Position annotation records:
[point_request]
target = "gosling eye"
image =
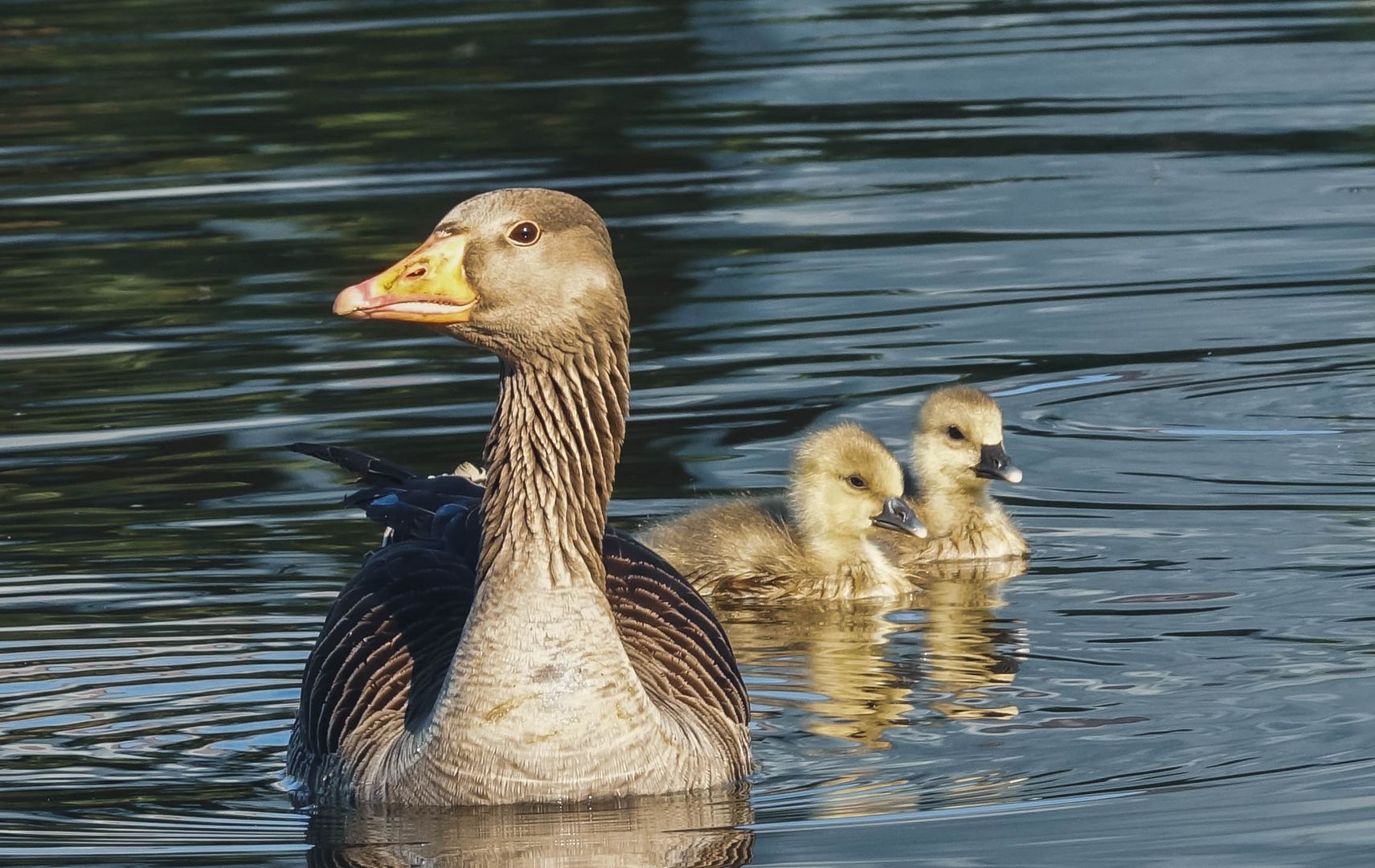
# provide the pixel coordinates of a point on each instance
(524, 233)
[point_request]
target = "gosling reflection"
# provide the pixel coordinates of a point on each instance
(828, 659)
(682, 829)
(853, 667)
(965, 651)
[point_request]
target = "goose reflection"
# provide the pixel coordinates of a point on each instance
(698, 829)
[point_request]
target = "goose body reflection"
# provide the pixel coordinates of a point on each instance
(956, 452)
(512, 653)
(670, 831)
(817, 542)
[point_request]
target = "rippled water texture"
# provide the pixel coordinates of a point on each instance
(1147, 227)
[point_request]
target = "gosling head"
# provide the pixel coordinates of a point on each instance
...
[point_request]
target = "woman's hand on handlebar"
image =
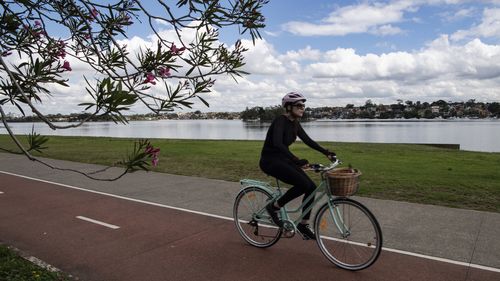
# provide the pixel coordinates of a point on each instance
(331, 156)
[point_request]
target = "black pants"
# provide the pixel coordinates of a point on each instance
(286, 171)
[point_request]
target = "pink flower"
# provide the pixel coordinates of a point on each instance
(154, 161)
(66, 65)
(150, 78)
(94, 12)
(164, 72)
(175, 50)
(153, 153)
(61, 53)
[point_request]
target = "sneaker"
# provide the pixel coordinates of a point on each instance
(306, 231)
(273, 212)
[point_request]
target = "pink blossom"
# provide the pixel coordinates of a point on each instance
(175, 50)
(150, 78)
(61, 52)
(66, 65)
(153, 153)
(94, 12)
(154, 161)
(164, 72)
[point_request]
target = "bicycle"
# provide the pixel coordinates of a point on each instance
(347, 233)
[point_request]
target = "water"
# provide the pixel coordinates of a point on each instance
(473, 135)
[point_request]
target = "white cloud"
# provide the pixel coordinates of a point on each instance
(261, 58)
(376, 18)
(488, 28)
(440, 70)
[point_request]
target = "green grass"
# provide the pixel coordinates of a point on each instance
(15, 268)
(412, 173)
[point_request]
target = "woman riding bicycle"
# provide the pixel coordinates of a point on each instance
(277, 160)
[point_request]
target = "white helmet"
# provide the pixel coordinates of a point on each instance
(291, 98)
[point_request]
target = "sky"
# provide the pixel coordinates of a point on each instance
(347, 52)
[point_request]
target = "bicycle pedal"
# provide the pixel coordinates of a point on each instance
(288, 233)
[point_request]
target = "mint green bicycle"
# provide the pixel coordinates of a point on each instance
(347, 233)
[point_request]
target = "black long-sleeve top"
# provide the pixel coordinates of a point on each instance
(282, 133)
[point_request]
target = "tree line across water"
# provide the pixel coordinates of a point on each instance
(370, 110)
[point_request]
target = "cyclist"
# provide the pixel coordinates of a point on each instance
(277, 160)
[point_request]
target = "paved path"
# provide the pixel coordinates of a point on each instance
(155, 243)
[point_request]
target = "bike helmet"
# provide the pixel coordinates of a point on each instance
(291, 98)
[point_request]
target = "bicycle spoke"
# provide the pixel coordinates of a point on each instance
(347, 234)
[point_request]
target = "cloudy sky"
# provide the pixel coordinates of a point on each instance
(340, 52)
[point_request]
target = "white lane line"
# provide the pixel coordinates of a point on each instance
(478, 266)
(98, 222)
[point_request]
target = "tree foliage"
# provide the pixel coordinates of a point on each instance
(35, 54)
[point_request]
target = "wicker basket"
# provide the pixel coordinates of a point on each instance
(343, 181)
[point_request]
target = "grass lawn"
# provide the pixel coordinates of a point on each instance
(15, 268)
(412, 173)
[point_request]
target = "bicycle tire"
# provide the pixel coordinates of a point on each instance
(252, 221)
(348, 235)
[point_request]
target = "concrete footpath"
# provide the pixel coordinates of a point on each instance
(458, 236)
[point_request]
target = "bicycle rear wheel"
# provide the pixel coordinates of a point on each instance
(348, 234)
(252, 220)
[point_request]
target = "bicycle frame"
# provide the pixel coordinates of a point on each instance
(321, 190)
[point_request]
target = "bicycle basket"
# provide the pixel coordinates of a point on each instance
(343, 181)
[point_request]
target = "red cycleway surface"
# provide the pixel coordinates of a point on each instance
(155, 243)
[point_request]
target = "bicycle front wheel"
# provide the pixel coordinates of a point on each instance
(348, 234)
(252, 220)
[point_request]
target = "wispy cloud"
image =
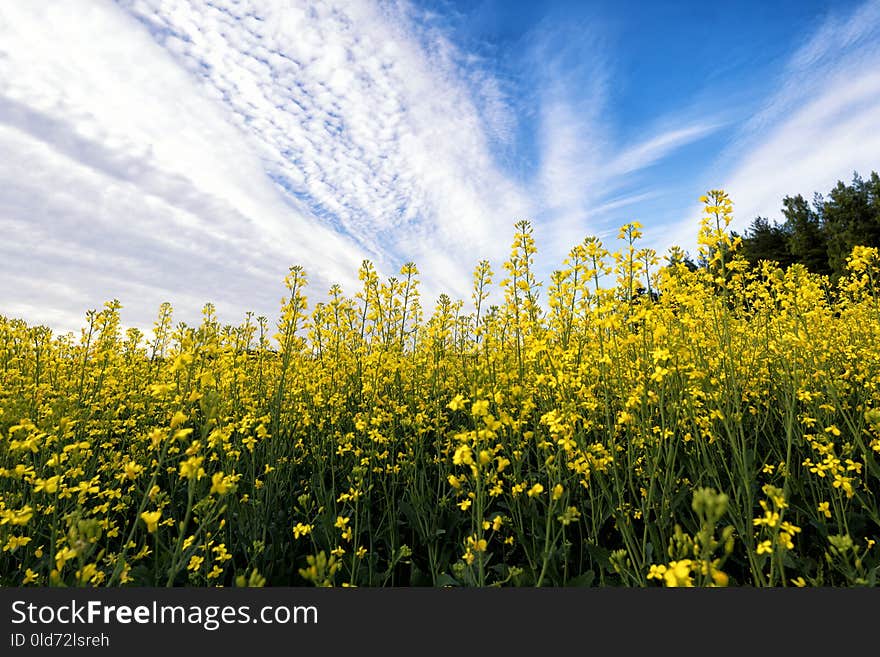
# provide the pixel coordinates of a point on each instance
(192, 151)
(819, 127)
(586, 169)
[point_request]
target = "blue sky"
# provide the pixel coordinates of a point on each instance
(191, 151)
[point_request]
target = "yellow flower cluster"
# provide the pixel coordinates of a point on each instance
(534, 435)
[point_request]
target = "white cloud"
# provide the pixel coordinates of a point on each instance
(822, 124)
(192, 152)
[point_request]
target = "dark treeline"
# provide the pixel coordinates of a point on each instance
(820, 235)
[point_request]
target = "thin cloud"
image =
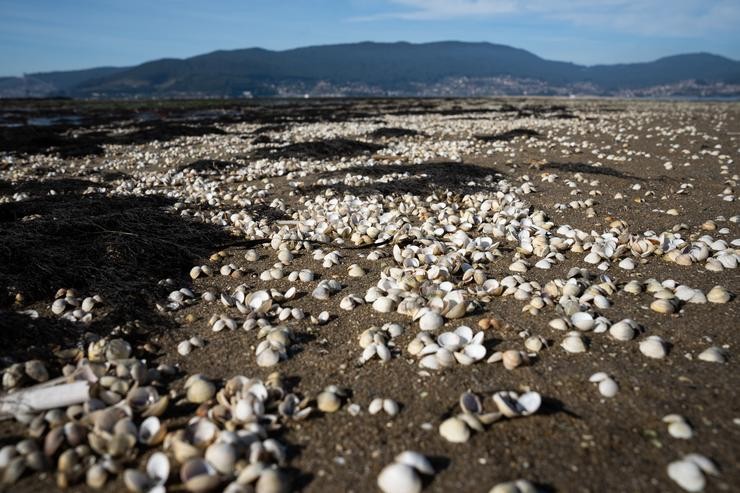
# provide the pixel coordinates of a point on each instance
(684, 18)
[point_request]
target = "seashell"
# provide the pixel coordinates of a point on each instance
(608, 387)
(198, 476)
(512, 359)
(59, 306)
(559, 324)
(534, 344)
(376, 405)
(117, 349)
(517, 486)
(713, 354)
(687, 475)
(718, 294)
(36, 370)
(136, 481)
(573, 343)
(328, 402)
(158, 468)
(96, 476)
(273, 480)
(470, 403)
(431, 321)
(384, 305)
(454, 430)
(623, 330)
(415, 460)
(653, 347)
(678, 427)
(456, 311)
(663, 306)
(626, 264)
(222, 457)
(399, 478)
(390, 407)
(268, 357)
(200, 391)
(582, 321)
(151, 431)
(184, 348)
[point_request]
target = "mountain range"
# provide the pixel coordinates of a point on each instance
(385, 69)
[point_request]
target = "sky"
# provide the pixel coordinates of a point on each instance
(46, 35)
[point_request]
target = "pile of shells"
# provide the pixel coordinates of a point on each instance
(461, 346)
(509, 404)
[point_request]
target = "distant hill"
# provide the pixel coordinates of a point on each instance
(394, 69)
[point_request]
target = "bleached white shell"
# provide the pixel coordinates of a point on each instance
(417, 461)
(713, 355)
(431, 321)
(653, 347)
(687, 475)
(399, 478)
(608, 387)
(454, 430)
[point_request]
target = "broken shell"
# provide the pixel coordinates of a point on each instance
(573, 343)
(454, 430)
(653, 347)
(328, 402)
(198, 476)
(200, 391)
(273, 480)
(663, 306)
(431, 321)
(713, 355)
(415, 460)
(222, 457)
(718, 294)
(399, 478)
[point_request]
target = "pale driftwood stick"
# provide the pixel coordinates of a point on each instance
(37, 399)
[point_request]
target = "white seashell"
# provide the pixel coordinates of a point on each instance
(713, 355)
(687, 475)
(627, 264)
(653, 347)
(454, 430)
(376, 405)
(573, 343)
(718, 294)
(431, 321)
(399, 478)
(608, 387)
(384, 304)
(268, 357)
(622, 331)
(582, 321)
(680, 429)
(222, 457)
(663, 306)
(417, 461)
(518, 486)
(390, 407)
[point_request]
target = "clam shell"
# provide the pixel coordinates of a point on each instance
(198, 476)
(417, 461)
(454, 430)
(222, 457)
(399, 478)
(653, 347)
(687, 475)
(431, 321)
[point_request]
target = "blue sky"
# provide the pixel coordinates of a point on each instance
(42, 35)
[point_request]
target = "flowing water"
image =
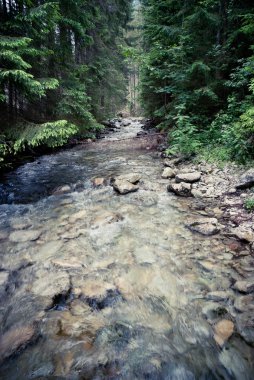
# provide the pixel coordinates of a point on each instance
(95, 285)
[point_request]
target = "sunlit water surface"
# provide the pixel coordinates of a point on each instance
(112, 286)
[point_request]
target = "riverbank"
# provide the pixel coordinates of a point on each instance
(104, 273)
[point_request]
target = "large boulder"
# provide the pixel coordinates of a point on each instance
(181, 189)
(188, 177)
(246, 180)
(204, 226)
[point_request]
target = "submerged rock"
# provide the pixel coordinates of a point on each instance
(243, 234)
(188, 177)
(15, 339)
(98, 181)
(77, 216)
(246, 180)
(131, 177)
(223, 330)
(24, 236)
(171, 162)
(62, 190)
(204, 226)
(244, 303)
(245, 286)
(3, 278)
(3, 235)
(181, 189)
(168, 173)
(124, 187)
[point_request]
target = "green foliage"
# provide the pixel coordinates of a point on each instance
==
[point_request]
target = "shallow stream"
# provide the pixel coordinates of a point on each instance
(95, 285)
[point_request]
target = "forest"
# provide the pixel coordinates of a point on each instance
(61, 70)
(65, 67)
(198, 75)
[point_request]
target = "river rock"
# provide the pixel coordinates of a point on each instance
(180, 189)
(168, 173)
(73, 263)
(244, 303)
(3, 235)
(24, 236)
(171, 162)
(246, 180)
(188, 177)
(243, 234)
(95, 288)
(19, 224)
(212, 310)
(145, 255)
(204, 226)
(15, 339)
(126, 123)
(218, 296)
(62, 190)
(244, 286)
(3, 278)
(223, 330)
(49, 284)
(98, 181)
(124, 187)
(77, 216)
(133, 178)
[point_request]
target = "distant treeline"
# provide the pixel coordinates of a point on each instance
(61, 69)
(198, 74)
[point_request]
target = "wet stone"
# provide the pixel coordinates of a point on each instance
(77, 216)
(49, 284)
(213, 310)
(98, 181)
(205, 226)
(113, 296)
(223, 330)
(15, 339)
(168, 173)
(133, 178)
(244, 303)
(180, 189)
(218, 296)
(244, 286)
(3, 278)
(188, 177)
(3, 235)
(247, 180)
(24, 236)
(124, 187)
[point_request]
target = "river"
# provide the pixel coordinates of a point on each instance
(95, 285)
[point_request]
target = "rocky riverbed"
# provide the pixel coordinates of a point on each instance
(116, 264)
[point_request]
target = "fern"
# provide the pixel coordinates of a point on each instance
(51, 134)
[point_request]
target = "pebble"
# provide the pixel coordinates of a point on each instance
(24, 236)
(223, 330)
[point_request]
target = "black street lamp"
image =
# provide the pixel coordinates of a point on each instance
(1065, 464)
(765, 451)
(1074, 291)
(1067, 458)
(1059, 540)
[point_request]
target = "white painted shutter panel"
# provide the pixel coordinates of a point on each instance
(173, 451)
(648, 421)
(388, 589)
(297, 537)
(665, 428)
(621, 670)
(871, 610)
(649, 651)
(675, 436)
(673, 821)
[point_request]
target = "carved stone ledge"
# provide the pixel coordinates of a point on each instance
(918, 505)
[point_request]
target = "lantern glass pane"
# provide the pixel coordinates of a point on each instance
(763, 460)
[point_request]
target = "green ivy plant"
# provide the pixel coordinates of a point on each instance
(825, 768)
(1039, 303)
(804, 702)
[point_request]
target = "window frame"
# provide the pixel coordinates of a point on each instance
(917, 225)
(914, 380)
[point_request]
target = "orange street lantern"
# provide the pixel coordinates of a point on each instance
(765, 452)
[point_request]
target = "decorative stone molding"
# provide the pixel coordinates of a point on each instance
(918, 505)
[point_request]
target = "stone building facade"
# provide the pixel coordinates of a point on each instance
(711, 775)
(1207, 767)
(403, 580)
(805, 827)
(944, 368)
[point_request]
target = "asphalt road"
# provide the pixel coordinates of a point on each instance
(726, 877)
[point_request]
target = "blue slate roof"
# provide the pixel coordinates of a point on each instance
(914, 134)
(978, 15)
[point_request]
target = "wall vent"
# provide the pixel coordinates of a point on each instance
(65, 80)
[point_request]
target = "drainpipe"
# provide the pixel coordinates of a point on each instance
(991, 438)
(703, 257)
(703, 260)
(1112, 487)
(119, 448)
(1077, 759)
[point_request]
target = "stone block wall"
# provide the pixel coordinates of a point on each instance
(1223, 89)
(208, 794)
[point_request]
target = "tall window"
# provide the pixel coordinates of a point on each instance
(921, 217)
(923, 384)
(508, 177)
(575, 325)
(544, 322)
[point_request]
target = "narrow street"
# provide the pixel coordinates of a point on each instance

▶ **Set exercise**
List every line of the records above that contains the word "stone", matching case exactly.

▶ **Final answer**
target = "wet stone"
target = "carved stone ledge"
target = "decorative stone molding"
target = "stone building facade"
target = "stone block wall"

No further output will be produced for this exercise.